begin Stored data
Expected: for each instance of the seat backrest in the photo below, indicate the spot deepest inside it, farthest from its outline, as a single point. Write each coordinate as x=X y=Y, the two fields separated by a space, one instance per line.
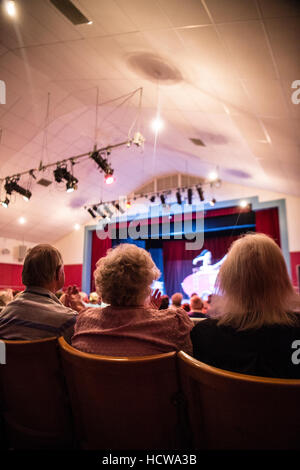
x=122 y=403
x=33 y=395
x=228 y=410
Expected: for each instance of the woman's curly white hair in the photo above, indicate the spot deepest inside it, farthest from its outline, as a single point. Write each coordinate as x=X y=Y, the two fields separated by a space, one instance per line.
x=124 y=276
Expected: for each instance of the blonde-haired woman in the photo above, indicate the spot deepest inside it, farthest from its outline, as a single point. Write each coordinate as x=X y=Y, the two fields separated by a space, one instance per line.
x=256 y=324
x=131 y=325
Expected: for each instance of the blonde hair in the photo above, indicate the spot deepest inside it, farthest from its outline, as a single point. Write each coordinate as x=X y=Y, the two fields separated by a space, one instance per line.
x=196 y=303
x=124 y=276
x=254 y=286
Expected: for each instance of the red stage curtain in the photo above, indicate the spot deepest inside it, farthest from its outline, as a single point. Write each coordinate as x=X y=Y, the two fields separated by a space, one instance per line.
x=99 y=249
x=178 y=260
x=11 y=276
x=267 y=221
x=73 y=275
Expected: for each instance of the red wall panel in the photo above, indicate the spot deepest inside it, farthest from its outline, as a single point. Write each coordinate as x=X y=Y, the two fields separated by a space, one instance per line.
x=11 y=275
x=295 y=261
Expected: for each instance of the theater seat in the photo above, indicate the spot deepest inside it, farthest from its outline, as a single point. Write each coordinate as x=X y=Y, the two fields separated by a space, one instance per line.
x=123 y=403
x=34 y=401
x=234 y=411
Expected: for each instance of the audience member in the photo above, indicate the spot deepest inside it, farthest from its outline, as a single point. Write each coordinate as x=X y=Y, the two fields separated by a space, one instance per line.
x=16 y=292
x=197 y=308
x=6 y=296
x=176 y=300
x=131 y=325
x=256 y=315
x=164 y=302
x=37 y=313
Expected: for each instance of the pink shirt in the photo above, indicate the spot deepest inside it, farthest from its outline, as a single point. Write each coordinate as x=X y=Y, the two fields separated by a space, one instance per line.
x=132 y=331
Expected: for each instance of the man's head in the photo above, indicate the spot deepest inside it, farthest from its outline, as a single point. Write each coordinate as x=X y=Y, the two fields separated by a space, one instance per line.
x=43 y=267
x=177 y=299
x=196 y=304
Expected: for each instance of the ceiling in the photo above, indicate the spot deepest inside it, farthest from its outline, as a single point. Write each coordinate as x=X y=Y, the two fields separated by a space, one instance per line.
x=216 y=70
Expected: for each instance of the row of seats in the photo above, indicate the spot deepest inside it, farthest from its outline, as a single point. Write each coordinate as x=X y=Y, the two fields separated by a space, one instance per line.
x=54 y=396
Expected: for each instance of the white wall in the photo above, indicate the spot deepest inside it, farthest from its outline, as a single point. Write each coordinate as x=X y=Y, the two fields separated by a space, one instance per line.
x=12 y=245
x=71 y=246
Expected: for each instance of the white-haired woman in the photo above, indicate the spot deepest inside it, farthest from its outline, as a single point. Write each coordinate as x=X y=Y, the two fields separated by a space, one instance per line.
x=132 y=324
x=256 y=324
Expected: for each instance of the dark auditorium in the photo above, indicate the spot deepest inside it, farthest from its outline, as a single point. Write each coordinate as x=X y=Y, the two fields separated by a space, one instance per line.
x=150 y=231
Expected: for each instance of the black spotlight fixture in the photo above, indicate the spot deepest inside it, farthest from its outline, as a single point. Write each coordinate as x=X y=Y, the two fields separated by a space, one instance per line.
x=12 y=185
x=92 y=213
x=200 y=192
x=5 y=202
x=162 y=198
x=108 y=210
x=118 y=207
x=178 y=197
x=61 y=173
x=103 y=164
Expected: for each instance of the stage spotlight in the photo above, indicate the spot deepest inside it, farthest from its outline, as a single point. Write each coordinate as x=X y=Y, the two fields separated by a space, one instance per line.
x=12 y=185
x=118 y=207
x=243 y=204
x=108 y=211
x=5 y=203
x=200 y=192
x=92 y=213
x=178 y=197
x=102 y=214
x=61 y=173
x=104 y=165
x=109 y=179
x=71 y=185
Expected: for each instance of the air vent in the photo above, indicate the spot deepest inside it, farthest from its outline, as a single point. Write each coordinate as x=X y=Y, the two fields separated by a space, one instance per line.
x=71 y=12
x=44 y=182
x=197 y=142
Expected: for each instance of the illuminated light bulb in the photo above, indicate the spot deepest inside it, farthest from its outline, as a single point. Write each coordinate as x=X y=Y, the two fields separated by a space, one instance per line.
x=243 y=204
x=157 y=124
x=213 y=176
x=10 y=7
x=109 y=179
x=5 y=203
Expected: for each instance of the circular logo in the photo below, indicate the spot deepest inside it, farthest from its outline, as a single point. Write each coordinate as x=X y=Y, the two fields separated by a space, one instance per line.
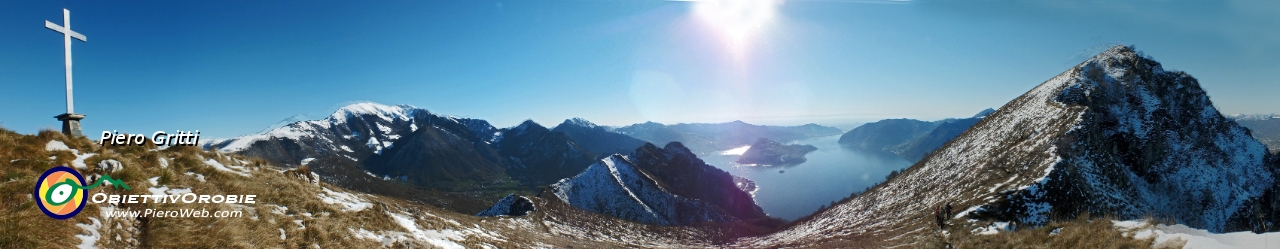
x=59 y=193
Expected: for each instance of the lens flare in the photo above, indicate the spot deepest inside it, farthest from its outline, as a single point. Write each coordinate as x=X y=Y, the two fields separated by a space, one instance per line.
x=736 y=22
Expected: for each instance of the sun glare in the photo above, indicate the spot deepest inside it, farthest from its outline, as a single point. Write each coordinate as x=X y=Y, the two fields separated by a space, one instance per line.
x=736 y=22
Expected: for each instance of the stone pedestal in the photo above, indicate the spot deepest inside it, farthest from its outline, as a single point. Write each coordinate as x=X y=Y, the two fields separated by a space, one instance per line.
x=71 y=124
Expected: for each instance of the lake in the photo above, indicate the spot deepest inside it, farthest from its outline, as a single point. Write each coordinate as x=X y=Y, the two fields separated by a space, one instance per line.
x=830 y=174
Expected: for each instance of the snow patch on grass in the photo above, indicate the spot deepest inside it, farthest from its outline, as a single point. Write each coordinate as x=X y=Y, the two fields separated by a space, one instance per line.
x=1197 y=238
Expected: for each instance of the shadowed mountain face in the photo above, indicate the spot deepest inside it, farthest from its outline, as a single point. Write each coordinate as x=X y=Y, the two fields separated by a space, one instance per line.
x=538 y=156
x=909 y=138
x=1114 y=135
x=598 y=139
x=886 y=134
x=705 y=138
x=406 y=143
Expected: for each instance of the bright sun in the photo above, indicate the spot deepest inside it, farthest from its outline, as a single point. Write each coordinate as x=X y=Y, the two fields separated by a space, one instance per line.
x=736 y=21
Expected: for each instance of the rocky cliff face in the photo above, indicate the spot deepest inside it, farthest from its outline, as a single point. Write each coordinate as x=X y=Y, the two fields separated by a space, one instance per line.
x=1114 y=135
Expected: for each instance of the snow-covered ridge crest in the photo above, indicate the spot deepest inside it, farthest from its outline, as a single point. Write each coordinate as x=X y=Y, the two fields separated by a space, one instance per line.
x=309 y=128
x=617 y=188
x=384 y=111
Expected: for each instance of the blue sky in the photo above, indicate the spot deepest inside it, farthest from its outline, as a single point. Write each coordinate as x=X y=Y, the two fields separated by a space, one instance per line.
x=232 y=68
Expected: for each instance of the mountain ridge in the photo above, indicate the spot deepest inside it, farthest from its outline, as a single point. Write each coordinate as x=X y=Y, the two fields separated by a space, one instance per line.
x=1063 y=150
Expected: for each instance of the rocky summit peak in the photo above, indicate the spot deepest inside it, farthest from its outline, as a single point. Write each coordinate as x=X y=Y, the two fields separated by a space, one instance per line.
x=384 y=111
x=1115 y=135
x=579 y=121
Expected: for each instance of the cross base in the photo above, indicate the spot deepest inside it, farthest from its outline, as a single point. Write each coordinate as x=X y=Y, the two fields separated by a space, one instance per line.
x=71 y=124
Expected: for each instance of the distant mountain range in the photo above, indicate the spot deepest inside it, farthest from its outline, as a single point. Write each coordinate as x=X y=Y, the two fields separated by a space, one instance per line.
x=1265 y=128
x=1116 y=134
x=375 y=147
x=707 y=138
x=909 y=138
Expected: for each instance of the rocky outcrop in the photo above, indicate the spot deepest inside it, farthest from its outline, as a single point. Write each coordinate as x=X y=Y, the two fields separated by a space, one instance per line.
x=511 y=204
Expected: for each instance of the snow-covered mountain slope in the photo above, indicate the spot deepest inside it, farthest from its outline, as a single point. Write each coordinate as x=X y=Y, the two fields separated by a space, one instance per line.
x=617 y=188
x=438 y=151
x=1114 y=135
x=356 y=130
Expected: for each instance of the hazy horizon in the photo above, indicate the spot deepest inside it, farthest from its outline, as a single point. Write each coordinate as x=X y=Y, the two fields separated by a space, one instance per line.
x=234 y=68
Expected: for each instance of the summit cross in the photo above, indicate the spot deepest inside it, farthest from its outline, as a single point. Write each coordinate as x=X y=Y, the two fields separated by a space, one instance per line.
x=67 y=41
x=71 y=120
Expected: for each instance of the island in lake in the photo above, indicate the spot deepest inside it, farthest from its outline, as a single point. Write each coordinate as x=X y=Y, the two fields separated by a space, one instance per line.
x=766 y=152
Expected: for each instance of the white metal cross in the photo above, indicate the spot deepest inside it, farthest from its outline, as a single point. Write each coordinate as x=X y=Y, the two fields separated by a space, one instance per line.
x=67 y=40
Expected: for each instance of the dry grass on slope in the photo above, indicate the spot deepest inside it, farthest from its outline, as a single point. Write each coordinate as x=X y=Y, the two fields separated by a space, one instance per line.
x=292 y=210
x=1079 y=233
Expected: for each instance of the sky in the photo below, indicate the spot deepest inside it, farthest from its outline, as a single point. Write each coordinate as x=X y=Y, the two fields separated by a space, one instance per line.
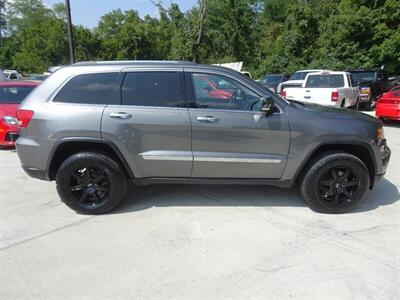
x=88 y=12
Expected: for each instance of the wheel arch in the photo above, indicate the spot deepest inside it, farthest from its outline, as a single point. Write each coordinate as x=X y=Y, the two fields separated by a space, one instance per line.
x=69 y=146
x=360 y=150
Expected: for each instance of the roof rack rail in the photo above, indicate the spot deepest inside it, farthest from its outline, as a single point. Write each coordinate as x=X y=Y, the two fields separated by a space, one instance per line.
x=132 y=62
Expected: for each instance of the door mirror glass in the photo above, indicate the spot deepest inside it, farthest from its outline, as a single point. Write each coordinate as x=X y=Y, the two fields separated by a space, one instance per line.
x=268 y=105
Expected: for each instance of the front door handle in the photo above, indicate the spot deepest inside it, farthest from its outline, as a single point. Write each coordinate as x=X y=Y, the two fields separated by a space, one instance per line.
x=207 y=119
x=120 y=115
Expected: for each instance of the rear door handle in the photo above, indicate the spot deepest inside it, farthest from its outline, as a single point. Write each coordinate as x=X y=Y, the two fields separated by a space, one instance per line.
x=120 y=115
x=207 y=119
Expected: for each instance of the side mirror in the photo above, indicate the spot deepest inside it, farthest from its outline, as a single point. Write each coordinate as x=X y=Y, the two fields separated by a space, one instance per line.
x=268 y=105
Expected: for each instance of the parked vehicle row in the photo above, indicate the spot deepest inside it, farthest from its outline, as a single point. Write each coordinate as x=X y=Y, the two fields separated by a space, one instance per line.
x=326 y=88
x=2 y=76
x=371 y=83
x=11 y=95
x=388 y=105
x=15 y=75
x=94 y=128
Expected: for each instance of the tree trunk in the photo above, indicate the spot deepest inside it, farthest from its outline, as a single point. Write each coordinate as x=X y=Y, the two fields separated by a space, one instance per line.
x=196 y=44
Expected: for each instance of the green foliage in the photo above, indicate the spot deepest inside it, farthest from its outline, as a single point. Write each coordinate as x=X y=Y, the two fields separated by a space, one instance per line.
x=268 y=35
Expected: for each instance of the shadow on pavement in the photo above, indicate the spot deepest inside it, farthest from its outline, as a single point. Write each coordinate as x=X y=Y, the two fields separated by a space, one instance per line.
x=384 y=193
x=391 y=123
x=10 y=149
x=144 y=197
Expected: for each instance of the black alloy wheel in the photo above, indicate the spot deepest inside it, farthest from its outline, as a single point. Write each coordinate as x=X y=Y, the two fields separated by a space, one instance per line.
x=337 y=186
x=90 y=186
x=91 y=183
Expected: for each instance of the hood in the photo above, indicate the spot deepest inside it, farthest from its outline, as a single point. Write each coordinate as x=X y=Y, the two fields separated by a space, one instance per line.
x=8 y=110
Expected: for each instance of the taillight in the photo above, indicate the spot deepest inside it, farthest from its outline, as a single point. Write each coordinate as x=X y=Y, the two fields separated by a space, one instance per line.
x=24 y=117
x=335 y=96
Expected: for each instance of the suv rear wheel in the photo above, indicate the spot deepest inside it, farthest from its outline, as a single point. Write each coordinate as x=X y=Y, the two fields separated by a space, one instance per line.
x=335 y=183
x=91 y=183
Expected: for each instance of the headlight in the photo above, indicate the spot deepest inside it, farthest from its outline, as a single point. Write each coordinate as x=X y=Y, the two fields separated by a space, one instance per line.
x=365 y=90
x=10 y=120
x=380 y=134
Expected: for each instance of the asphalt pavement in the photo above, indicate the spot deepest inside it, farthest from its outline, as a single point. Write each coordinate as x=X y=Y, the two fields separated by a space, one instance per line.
x=198 y=242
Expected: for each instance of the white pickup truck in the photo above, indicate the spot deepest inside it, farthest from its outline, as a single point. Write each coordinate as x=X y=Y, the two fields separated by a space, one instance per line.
x=326 y=88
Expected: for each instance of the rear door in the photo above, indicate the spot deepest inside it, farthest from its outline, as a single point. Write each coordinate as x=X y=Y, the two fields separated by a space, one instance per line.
x=150 y=124
x=231 y=137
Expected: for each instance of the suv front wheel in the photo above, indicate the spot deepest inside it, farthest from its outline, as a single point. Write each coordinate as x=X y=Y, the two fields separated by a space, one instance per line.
x=335 y=183
x=91 y=183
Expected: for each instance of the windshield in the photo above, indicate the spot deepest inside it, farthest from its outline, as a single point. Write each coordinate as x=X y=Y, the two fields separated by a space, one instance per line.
x=14 y=95
x=325 y=81
x=275 y=79
x=298 y=76
x=363 y=76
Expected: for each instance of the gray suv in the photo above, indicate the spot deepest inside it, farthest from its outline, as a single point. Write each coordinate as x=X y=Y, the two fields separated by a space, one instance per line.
x=95 y=126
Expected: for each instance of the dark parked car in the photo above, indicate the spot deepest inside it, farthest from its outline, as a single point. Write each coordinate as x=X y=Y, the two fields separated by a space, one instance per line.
x=95 y=127
x=272 y=81
x=372 y=83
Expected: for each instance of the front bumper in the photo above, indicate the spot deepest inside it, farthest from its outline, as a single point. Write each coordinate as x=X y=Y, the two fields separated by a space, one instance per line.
x=35 y=173
x=385 y=153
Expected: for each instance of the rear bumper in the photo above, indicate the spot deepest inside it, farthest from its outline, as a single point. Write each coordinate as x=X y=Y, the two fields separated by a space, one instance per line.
x=385 y=153
x=8 y=135
x=391 y=111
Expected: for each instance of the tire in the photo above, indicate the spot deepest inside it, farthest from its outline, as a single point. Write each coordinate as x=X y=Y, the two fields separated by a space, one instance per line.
x=320 y=187
x=91 y=183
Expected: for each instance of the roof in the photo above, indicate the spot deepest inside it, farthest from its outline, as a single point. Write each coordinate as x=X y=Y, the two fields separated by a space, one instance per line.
x=122 y=64
x=18 y=83
x=133 y=62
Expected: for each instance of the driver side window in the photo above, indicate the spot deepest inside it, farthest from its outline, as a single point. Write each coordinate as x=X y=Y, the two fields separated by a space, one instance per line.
x=220 y=92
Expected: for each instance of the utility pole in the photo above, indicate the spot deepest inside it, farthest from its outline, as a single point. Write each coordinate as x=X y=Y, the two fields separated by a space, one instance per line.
x=70 y=33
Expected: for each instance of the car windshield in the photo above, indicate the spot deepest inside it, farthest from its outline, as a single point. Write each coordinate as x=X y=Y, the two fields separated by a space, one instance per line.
x=14 y=95
x=272 y=79
x=325 y=81
x=363 y=76
x=298 y=76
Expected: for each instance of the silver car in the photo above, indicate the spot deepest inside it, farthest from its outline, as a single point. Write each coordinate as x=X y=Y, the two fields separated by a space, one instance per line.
x=95 y=127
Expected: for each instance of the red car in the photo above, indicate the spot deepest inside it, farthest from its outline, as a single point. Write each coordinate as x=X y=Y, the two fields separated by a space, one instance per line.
x=211 y=89
x=11 y=95
x=388 y=105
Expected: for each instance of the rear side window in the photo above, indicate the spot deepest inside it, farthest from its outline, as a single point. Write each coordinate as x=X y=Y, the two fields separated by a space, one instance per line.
x=161 y=89
x=14 y=95
x=87 y=89
x=325 y=81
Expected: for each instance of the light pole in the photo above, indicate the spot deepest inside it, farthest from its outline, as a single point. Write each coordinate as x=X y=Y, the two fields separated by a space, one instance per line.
x=70 y=33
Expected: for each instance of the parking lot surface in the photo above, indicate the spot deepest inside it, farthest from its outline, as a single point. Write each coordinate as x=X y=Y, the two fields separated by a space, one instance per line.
x=198 y=242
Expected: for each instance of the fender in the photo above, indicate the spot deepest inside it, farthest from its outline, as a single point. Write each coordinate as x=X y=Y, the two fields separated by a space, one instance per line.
x=93 y=141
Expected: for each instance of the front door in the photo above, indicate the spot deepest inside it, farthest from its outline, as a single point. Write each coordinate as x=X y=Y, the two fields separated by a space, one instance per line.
x=231 y=137
x=151 y=125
end Stored data
(Problem requirements) Rewrite everything from the line containing "Expected: for each instance of the front door in" down to the end of the records, with "front door" replaced by "rear door" and nothing else altered.

(Result)
Expected: for each instance of the rear door in the photo above, indicate the spot deepest inside it, farthest from its outline, as a single point. Write each coordinate as x=X y=Y, the two fields separated by a space, one instance per line.
x=231 y=137
x=151 y=125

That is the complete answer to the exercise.